Swap "pink robe" for "green bathrobe" in the lines starting at the one containing "robe in this photo." and ending with the one containing "Target: pink robe". Write out only those lines, with nothing else changed.

• [INFORMATION SUPPLIED]
....................
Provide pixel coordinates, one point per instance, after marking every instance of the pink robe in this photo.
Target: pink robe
....................
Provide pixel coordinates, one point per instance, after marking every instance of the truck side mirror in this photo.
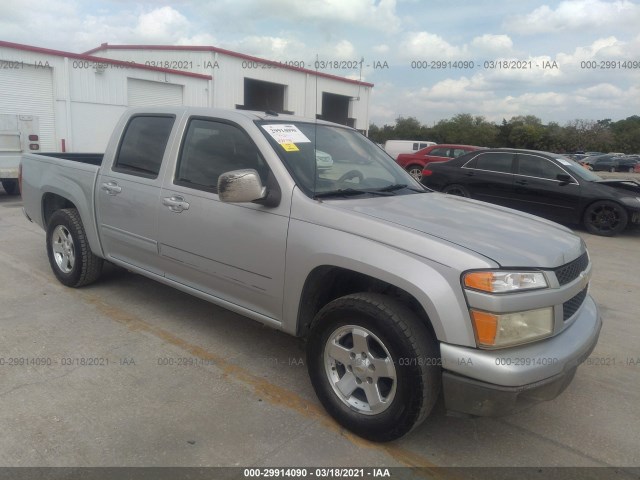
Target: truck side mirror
....................
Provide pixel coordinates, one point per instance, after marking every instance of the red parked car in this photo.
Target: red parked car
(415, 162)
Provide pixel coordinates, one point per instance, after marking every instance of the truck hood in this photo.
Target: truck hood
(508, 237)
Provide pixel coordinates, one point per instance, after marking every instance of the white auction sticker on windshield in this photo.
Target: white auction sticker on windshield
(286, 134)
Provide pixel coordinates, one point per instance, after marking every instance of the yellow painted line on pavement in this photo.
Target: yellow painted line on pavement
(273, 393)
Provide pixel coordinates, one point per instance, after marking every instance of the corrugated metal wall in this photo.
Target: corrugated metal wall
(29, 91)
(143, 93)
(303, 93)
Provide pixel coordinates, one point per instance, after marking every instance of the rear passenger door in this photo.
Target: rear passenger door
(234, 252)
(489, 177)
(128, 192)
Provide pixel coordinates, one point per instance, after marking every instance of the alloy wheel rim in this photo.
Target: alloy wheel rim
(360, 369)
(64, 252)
....................
• [REPLY TO THE TASK]
Provide pixel coordinates, one point per instance, after marking every instance of the green bathrobe in this photo.
Target: green bathrobe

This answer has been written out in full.